Written exercise ▸ Extract the records in full, leaving every picture out.

Dataset excerpts on object pointing:
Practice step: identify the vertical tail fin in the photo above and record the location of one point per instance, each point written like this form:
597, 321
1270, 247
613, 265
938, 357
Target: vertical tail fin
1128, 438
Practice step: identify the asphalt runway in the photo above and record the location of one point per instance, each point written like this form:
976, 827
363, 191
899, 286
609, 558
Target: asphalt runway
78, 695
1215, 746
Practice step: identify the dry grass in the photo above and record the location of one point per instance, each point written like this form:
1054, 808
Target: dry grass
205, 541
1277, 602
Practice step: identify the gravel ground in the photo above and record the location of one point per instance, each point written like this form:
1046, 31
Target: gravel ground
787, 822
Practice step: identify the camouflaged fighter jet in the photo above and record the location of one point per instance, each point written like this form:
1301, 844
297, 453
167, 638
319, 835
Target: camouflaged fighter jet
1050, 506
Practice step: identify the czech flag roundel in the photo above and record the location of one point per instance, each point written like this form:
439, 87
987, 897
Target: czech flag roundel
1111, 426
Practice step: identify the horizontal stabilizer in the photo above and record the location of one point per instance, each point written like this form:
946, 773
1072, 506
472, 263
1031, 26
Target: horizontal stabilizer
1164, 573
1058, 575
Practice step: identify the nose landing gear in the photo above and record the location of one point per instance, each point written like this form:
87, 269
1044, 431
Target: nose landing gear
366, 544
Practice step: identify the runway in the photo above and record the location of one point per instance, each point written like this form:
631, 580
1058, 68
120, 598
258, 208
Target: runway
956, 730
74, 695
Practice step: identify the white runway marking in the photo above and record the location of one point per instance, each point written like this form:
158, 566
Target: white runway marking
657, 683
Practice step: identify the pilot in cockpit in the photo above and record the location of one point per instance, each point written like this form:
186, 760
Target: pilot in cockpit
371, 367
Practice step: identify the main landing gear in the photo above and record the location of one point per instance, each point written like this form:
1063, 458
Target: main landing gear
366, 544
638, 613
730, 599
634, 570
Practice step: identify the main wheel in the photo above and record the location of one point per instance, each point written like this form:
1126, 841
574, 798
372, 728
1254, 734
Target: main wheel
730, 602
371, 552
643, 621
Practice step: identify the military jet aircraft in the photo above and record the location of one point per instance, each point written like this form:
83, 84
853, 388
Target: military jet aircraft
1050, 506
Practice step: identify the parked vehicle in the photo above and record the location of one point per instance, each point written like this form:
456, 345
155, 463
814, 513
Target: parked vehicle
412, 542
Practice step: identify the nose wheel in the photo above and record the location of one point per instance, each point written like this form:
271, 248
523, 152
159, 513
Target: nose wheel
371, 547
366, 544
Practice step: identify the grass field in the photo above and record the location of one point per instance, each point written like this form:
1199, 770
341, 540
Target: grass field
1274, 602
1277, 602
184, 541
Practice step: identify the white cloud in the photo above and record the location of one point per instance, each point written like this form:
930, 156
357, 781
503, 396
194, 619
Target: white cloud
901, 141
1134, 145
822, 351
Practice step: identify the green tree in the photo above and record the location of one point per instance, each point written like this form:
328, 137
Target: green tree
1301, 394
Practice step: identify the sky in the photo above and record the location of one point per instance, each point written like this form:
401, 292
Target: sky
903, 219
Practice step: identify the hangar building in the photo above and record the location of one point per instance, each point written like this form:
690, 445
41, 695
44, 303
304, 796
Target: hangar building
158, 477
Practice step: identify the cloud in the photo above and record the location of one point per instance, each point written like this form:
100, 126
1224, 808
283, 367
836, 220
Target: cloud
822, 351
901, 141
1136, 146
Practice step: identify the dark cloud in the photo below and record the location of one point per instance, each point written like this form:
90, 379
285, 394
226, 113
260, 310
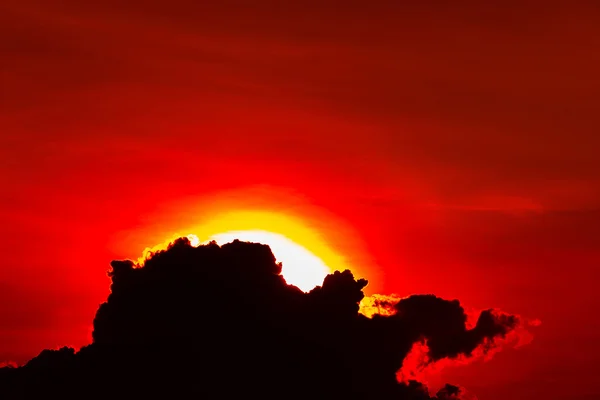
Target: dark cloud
221, 322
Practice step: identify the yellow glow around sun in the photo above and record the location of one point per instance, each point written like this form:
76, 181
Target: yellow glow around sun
300, 267
305, 255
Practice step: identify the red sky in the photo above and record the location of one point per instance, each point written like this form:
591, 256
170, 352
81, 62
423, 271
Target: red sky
460, 144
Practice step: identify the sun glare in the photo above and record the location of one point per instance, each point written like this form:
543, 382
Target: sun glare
300, 267
306, 256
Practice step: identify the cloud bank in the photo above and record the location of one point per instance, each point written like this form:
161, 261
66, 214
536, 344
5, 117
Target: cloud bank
220, 322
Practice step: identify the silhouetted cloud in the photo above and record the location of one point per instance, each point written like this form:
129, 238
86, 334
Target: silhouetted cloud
221, 322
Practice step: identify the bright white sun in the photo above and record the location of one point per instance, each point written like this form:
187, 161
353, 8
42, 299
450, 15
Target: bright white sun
300, 267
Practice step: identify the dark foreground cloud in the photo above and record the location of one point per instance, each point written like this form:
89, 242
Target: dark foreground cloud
221, 322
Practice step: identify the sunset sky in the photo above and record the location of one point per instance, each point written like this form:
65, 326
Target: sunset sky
436, 148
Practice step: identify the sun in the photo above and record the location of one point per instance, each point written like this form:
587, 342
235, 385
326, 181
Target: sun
300, 267
306, 255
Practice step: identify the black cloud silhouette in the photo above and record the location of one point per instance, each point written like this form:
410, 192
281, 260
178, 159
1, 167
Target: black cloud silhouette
220, 322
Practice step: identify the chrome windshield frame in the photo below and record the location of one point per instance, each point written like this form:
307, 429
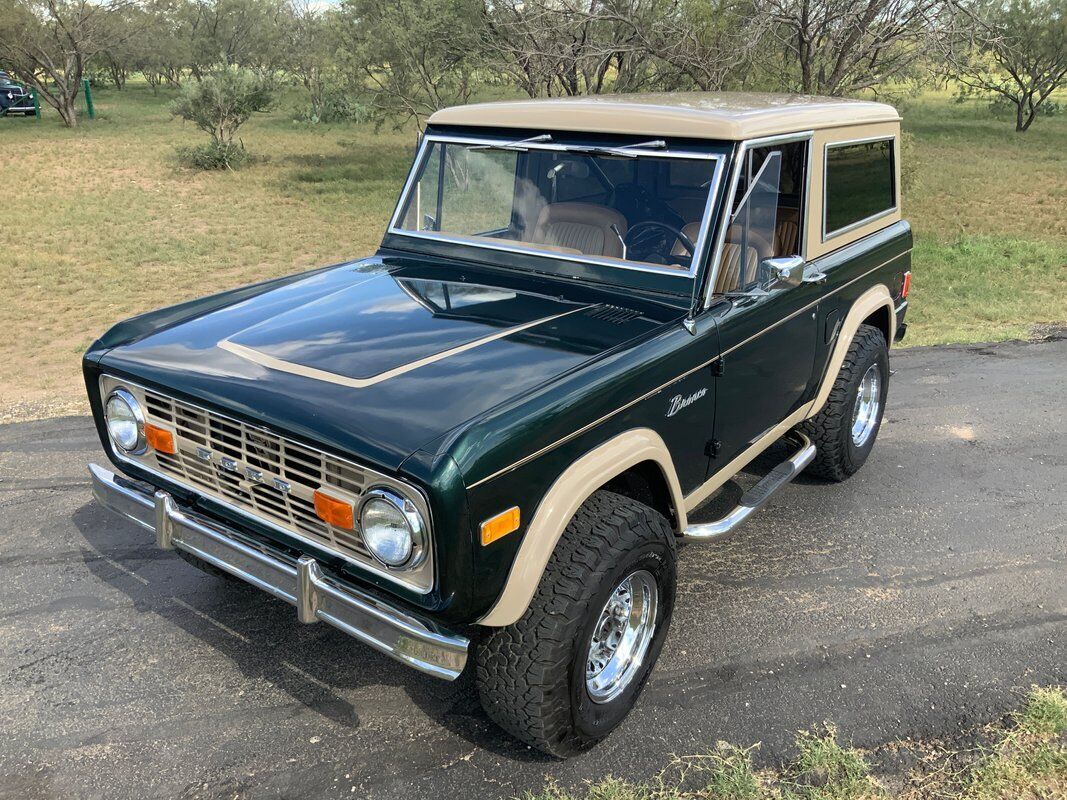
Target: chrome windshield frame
502, 244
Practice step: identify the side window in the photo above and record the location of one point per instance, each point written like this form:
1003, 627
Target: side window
859, 184
767, 217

Task output ▸
Practice step: identify the vertical tail fin in the photo above and record the location of one point per instance, each point written like this form:
597, 321
1270, 247
613, 265
938, 357
Target: vertical tail fin
1128, 438
Practice step: identify the asphalt runway in the photo above and record the location of one point per instance, each point written like this form:
976, 827
363, 191
899, 286
609, 558
Target: asphalt runway
78, 695
1215, 746
Practice step: identify the dry grass in the photo above and record the location of one point per instance, each point written like this form:
1054, 808
Target: dry grass
205, 541
1277, 602
Practice step: identify the gravel ground in the photo above and record the location of one point per instance, each point written like this form:
1046, 31
Target: gravel ground
787, 822
Practice step: identify the camouflaged fighter jet in the photo above and record the location of one point per instance, each point written like this form:
1301, 844
297, 453
167, 638
319, 835
Target: camouflaged fighter jet
1050, 506
Practice step: identify the czech flag roundel in the photo above and record the location of one point per instance, each point written like this form:
439, 87
987, 897
Target: czech flag roundel
1111, 426
Practice step: identify the horizontal stabilizer in the photo above and record the location of one point per instance, each point written like this form:
946, 773
1072, 506
472, 263
1031, 26
Target: horizontal stabilizer
1164, 573
1058, 575
Practice step: identify the nose landing gear in the photo above and record the location of one point per instance, each point written like this form:
87, 269
1044, 431
Target: nose landing gear
366, 544
Practice step: identify the runway in the photo above and record the location of one point per instance, each point written like this form:
631, 580
1058, 68
120, 598
258, 208
Target: runway
956, 730
74, 695
Practice step: identify the white runway marking in the photo above and record the location of one point per instance, each point written like this form:
158, 566
Target: white runway marking
657, 683
Practice step: identify the pilot in cockpit in the photo above and record the location of one point per instance, each point written like this form:
186, 760
Target: pilot in cockpit
371, 367
Practice step: identify the main landing gear in the photo above and record the location of one point per instance, each point written like this form:
1063, 458
Target: main landing gear
366, 544
638, 613
730, 599
634, 570
Practice step: identify the main wheel in the photo above and record the location of one point per instance, each point written like this form:
1126, 841
574, 798
372, 728
1254, 734
Target: main wheel
730, 602
371, 552
643, 621
Practice step: identify the military jet aircraft in the photo above and record the location of one point per instance, each point written like this form:
83, 84
853, 388
Target: military jet aircraft
1050, 506
Practice step: identify the parked vehicle in the photo above and record the location of one point per instance, each point written like this form:
456, 345
155, 463
814, 513
Target: parked vehicle
412, 542
Practice step: identify the nose wheel in the photo above and record the location of one point per instance, each point written like this form:
271, 248
523, 152
159, 513
Target: nose wheel
371, 547
366, 544
Practice step: identify the grass field in the photo above and record the location of one point per instance, each point written like this form:
1199, 770
341, 540
Target: grass field
1274, 602
1277, 602
184, 541
Practice step: identify the white cloud in the photo above and record the location of one point per instance, each point written like this form:
930, 156
357, 781
503, 396
194, 619
Target: white cloud
901, 141
1134, 145
822, 351
Practice step: identify the green tree in the photo above and record the location of one point per instance, each point written like this form:
328, 137
Target: green tree
1301, 394
Practice step: identify the sky in the photo above and record the location of one point per instance, each point written like this form:
401, 292
Target: sky
903, 219
Practice step: identify the hangar building in the photo above and record the location of one point per instance, each point written like this form:
690, 445
41, 695
44, 303
304, 796
Target: hangar building
158, 477
Practice step: identify the cloud in the photo above and record the location of one point per instance, each point written like this form:
100, 126
1224, 808
283, 367
836, 220
Target: cloud
822, 351
901, 141
1136, 146
Practice step: identify the dark cloud in the photo below and record the location of one point per instance, each point written like this form:
90, 379
285, 394
226, 113
260, 310
Target: dark cloud
221, 322
Practice step: identify the yellow glow around sun in the photo above and record the location of one point per instance, each point written like this form:
76, 181
Target: yellow glow around sun
300, 267
305, 255
Practice step: identify the red sky in the photo above and record the location of one point per instance, each point written like this form:
591, 256
170, 352
81, 62
423, 271
Target: red sky
460, 144
Practice step: identify the sun glare in the photo above and record the location of one point per instance, each point written like this form:
543, 382
Target: sun glare
300, 267
306, 256
Practice step: identify the cloud bank in the photo above and record the location of one point per instance, each point written like this form:
161, 261
66, 214
536, 344
5, 117
Target: cloud bank
220, 322
Practice step: identify the silhouetted cloud in the photo above and record the location of one point per instance, each point written like this form:
129, 238
86, 334
Target: silhouetted cloud
221, 322
Practice step: identify the bright white sun in the photo above and record the location of one point per instance, each point written like this form:
187, 161
353, 8
42, 299
450, 15
Target: bright white sun
300, 267
Practice step: identify the dark foreground cloud in the photo above and record the location of one point per instance, each point written like this form:
89, 242
Target: dark foreground cloud
221, 322
Practice step: identify the sunset sky in the photo above and record the location of one point per instance, each point written like this form:
65, 326
Target: sunset sky
436, 148
Practice step: identify the sun in the photo above and record the location of one point per instance, each point written like this form:
587, 342
235, 385
326, 181
Target: sun
300, 267
306, 255
Practice step: identify the black cloud silhouette in the photo above and record the location of one point per instance, each point written like this form:
410, 192
281, 260
178, 159
1, 167
Target: black cloud silhouette
220, 322
Practice step: identify the chrome windshield frame in the photo below and record the location of one point per instance, each point written like this form:
307, 429
Target: chrome windshield frame
502, 244
Practice step: identify the side window in the photo above and record the location of one point per instance, each point written like this form:
1003, 627
Target: side window
859, 184
767, 217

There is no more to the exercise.